> [TASK OBJECTIVE]
Count the lines in the items below that contain the string "wrinkled", treating uppercase and lowercase as distinct, and give only that number.
--- begin EXTRACTED DATA ---
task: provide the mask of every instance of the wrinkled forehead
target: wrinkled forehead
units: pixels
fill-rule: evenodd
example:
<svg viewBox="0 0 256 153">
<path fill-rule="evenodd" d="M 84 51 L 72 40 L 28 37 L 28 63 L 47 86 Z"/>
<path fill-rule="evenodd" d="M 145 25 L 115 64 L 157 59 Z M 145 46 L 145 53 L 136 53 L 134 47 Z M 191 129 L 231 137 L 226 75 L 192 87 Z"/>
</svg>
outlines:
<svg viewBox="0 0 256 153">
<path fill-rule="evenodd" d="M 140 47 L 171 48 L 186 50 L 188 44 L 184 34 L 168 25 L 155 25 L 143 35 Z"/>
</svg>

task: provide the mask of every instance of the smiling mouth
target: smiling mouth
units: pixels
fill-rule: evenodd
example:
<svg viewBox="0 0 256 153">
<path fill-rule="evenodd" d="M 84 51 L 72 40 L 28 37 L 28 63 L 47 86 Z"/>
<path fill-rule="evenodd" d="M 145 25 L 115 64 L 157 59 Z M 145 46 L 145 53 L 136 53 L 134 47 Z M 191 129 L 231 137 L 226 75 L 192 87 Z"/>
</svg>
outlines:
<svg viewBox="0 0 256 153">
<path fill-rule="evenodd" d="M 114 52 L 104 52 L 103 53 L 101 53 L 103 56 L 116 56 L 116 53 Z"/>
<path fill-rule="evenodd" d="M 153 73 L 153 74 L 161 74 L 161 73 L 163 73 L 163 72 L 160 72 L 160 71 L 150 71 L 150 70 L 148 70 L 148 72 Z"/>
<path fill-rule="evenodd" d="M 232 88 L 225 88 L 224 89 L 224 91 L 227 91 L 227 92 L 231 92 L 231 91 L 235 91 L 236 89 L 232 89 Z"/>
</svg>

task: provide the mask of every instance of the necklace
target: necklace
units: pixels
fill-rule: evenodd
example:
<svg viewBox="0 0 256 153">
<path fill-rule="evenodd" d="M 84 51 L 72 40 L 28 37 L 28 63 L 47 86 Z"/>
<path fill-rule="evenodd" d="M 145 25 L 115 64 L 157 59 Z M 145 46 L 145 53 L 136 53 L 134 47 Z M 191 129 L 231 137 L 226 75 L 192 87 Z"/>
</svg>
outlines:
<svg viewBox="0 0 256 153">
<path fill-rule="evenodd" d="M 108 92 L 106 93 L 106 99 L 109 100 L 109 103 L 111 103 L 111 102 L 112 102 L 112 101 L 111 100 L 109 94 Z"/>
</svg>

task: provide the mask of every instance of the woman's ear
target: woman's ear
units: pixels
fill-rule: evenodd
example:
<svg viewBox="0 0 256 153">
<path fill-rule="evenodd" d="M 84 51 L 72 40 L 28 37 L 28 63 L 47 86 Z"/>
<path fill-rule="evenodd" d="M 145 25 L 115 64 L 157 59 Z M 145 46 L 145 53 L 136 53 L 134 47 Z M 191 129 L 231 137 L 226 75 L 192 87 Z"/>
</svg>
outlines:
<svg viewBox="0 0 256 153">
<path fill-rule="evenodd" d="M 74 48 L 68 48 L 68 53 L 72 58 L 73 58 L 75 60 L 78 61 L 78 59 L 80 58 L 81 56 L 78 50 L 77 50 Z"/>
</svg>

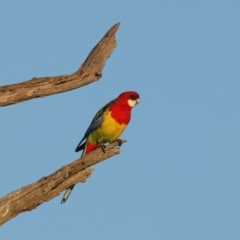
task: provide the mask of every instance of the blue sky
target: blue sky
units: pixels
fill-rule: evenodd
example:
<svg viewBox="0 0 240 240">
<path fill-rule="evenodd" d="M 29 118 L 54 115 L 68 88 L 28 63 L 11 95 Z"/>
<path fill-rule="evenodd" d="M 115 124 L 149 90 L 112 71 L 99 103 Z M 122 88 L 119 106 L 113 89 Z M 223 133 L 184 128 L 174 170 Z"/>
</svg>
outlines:
<svg viewBox="0 0 240 240">
<path fill-rule="evenodd" d="M 141 103 L 121 154 L 1 239 L 240 239 L 239 1 L 1 1 L 0 85 L 71 74 L 115 23 L 100 81 L 0 109 L 0 196 L 79 157 L 92 117 Z"/>
</svg>

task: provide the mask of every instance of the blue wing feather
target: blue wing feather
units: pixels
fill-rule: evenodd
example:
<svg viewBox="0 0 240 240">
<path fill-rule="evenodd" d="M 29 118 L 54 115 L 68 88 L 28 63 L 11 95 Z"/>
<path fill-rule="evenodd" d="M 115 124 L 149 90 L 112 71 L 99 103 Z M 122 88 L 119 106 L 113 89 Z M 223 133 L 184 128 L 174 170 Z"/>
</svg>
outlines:
<svg viewBox="0 0 240 240">
<path fill-rule="evenodd" d="M 113 103 L 115 103 L 118 99 L 114 99 L 111 102 L 109 102 L 108 104 L 106 104 L 103 108 L 101 108 L 97 114 L 94 116 L 92 122 L 90 123 L 90 126 L 88 127 L 87 131 L 85 132 L 82 140 L 79 142 L 79 144 L 77 145 L 75 151 L 78 152 L 80 150 L 83 150 L 85 147 L 85 143 L 83 143 L 83 141 L 85 139 L 88 138 L 88 136 L 97 128 L 99 128 L 103 122 L 103 113 L 110 107 L 110 105 L 112 105 Z"/>
</svg>

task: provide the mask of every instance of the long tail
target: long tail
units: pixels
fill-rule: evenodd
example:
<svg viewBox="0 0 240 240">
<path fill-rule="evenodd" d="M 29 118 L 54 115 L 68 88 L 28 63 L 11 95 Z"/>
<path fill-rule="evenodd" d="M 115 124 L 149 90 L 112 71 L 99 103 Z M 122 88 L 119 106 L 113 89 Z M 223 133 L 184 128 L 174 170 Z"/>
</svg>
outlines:
<svg viewBox="0 0 240 240">
<path fill-rule="evenodd" d="M 92 152 L 92 151 L 95 150 L 97 147 L 98 147 L 98 145 L 95 144 L 95 143 L 86 142 L 81 157 L 83 157 L 84 155 Z M 75 185 L 72 185 L 72 186 L 70 186 L 69 188 L 66 189 L 66 191 L 65 191 L 65 193 L 64 193 L 64 195 L 63 195 L 63 197 L 62 197 L 61 203 L 65 203 L 65 202 L 67 201 L 67 199 L 69 198 L 69 196 L 70 196 L 70 194 L 71 194 L 74 186 L 75 186 Z"/>
</svg>

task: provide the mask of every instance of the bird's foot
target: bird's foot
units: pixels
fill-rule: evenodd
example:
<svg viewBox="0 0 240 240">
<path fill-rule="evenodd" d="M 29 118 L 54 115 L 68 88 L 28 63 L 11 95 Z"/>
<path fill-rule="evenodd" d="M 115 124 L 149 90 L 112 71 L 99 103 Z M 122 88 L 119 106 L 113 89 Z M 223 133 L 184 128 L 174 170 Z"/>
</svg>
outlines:
<svg viewBox="0 0 240 240">
<path fill-rule="evenodd" d="M 119 147 L 122 146 L 122 140 L 121 139 L 116 139 L 112 143 L 114 143 L 114 142 L 117 142 Z"/>
<path fill-rule="evenodd" d="M 106 148 L 106 146 L 105 146 L 104 144 L 100 144 L 99 146 L 100 146 L 100 148 L 102 149 L 103 153 L 105 153 L 105 148 Z"/>
</svg>

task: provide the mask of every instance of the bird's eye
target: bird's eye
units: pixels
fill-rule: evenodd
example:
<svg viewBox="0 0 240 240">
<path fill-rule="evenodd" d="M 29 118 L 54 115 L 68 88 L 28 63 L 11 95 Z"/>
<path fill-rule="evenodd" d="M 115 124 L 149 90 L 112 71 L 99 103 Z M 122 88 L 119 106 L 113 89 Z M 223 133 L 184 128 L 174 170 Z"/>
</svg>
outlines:
<svg viewBox="0 0 240 240">
<path fill-rule="evenodd" d="M 130 96 L 130 99 L 131 99 L 131 100 L 135 100 L 135 99 L 136 99 L 136 97 L 135 97 L 135 96 L 133 96 L 133 95 L 131 95 L 131 96 Z"/>
</svg>

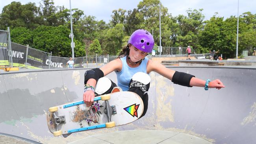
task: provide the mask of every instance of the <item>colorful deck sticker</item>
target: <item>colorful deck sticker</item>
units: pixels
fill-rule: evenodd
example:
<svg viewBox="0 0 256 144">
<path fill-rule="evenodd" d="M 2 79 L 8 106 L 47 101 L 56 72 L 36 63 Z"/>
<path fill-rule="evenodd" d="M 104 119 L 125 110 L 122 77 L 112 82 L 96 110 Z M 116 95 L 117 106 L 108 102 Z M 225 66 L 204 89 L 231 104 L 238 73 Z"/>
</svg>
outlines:
<svg viewBox="0 0 256 144">
<path fill-rule="evenodd" d="M 134 103 L 133 105 L 124 108 L 124 109 L 131 114 L 132 116 L 134 117 L 134 116 L 135 116 L 137 118 L 138 114 L 137 113 L 137 110 L 138 110 L 139 106 L 139 104 L 136 105 L 136 103 Z"/>
</svg>

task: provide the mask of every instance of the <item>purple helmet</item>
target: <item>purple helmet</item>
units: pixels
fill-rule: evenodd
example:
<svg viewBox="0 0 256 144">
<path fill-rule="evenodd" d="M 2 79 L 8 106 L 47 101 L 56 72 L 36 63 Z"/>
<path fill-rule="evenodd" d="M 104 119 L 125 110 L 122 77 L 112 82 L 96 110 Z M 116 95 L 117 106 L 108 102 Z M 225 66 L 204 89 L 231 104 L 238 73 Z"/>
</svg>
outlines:
<svg viewBox="0 0 256 144">
<path fill-rule="evenodd" d="M 128 43 L 142 51 L 150 53 L 152 52 L 155 42 L 150 33 L 145 30 L 138 30 L 132 33 Z"/>
</svg>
--- end EXTRACTED DATA ---
> [SOLUTION TO THIS PROBLEM]
2